◆ WHAT TO WORK ON: In the Bridget Jones text, condense the paragraph beginning "The novel, much like the film" into a short bulleted list that keeps its main facts.

◆ READING TEXT:
□ □ □
Most women by now have heard of Bridget Jones and have seen the film starring Renée Zellweger as Bridget Jones, the comedic heroine, Hugh Grant as the deceitful Daniel Cleaver and Colin Firth as the hoity-toity Mark Darcy.
The novel, much like the film, starts off at the beginning of a new year. Bridget is a thirty-something singleton living in London who promises herself a bucket load of positive changes. The story follows her career, her family and her love life as well as a constant underlining of her attempts at self-improvement. She plans to quit smoking, to drink less, to lose weight, to stop fantasizing about the sexy publishing boss. It's safe to say this novel is a humorous look at a modern day woman and the issues she faces in life.
The book itself is written much like a diary would be written. We get to read the personal thoughts of Bridget, the things that she wouldn't expect anyone to read. This offers a keen insight into the mind of your average woman. She suffers from severe body image issues, longing to be like the women in magazines and on television. She also has a borderline obsession with love and finding her true-love. Of course not all women are like this, but there is a large percentage that are, which makes the novel relatable. In Bridget's defense she does have an overbearing mother and married friends pressuring her to settle down. A frequently used saying is 'tick-tock, tick-tock" and so Bridget faces a rush to find the perfect man before her biological clock times out and she ends up alone, eaten by Alsatians.
□ □ □
◆ RECORDS:

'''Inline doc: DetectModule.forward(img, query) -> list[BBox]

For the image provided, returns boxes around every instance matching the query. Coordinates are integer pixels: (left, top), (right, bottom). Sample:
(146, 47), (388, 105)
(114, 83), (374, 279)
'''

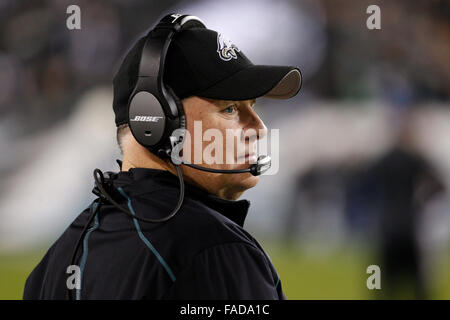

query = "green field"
(0, 244), (450, 300)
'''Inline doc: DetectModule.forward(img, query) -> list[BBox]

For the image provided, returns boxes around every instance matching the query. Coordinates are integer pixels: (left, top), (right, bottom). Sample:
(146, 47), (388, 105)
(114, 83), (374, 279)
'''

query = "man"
(24, 15), (301, 299)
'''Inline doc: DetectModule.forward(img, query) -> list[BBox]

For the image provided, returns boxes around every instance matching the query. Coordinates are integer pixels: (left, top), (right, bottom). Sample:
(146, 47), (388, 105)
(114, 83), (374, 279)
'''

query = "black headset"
(128, 14), (271, 176)
(67, 14), (271, 299)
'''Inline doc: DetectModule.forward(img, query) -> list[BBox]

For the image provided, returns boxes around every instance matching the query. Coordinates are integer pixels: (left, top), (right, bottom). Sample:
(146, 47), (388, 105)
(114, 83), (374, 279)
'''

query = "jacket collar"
(110, 161), (250, 227)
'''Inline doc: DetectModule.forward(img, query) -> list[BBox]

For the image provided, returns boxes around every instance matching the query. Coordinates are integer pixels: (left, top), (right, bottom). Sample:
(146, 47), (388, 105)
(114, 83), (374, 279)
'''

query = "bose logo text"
(131, 116), (163, 122)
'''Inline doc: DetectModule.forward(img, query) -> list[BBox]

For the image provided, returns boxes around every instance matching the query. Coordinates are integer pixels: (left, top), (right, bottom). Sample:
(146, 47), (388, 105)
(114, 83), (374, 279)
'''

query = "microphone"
(181, 155), (272, 176)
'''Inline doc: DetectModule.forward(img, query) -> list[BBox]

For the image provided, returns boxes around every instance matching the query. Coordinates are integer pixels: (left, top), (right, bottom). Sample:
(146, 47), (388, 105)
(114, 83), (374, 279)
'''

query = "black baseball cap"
(113, 28), (302, 126)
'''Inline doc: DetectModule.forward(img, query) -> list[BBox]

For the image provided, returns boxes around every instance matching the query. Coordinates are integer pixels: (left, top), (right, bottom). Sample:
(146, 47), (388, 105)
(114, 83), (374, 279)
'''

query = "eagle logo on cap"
(217, 33), (241, 61)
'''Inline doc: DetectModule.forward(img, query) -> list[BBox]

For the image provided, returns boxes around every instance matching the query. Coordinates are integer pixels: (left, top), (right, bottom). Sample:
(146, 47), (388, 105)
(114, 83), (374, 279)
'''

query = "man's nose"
(247, 108), (267, 140)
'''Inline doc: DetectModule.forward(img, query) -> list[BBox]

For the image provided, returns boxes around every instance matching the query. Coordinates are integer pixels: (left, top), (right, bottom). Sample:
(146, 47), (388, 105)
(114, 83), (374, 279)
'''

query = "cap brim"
(196, 65), (302, 100)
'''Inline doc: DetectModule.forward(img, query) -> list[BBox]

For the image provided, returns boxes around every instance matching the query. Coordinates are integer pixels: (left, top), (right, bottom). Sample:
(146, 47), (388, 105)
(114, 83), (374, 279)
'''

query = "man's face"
(183, 96), (267, 199)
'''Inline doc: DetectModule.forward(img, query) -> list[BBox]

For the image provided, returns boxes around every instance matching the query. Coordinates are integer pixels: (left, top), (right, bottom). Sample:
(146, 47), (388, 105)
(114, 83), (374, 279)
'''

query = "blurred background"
(0, 0), (450, 299)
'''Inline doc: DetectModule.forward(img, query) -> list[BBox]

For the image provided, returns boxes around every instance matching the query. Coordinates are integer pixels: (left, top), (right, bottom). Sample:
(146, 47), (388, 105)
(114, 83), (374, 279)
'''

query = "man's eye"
(223, 104), (237, 114)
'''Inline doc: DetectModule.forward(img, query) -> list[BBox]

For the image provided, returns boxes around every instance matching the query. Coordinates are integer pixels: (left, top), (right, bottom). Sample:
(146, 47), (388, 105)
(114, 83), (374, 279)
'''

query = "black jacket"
(23, 168), (285, 299)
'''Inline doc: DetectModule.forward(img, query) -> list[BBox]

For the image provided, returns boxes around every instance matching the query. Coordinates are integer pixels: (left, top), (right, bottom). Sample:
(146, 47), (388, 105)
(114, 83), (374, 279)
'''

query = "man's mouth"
(237, 153), (258, 163)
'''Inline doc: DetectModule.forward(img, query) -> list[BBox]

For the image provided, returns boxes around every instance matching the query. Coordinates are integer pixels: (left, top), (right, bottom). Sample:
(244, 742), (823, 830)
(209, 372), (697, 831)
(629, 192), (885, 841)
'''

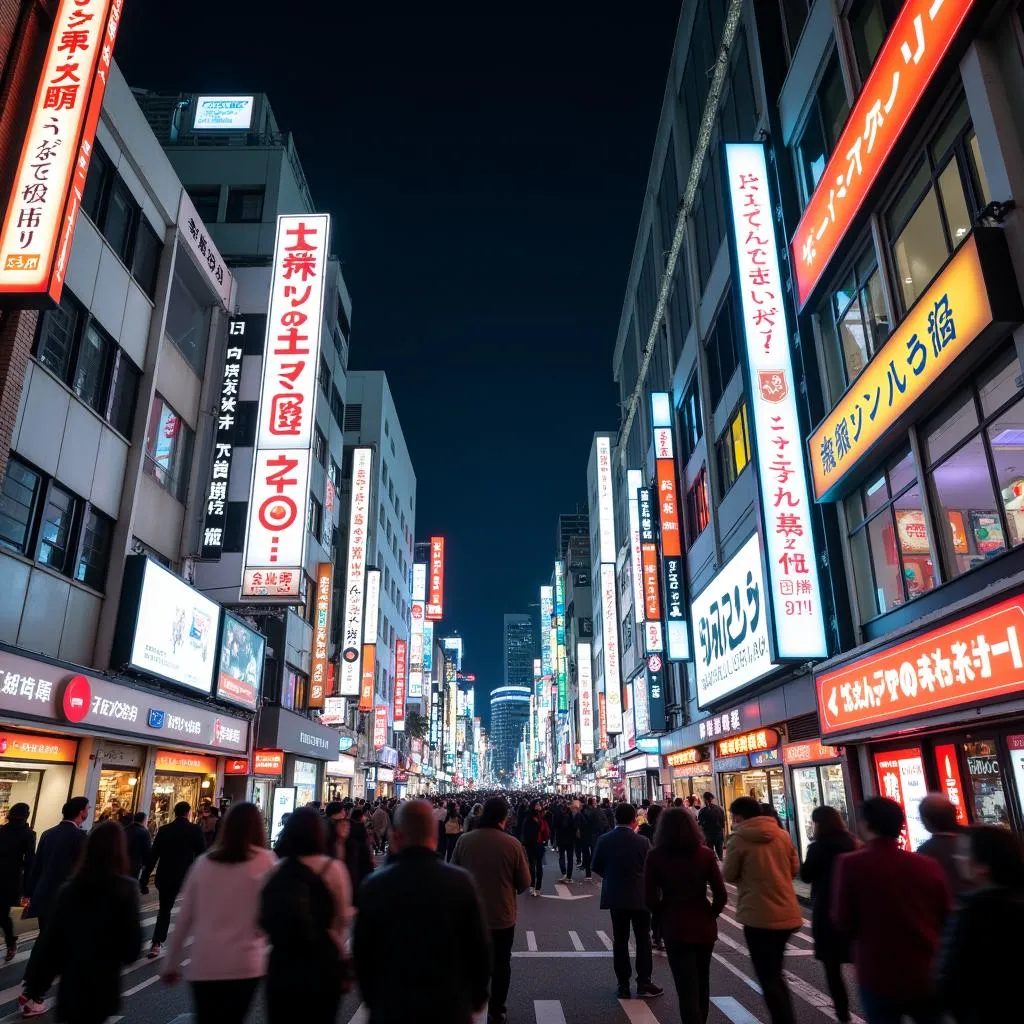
□ □ □
◆ SOLUTION FOR THIS TASK:
- Like the film, the novel opens at the start of a new year.
- Bridget is a single woman in her thirties living in London who promises herself many positive changes.
- The story follows her career, family and love life, and repeatedly stresses her attempts at self-improvement.
- She plans to quit smoking, drink less, lose weight and stop fantasizing about the sexy publishing boss.
- The novel is a humorous look at a modern woman and the issues she faces.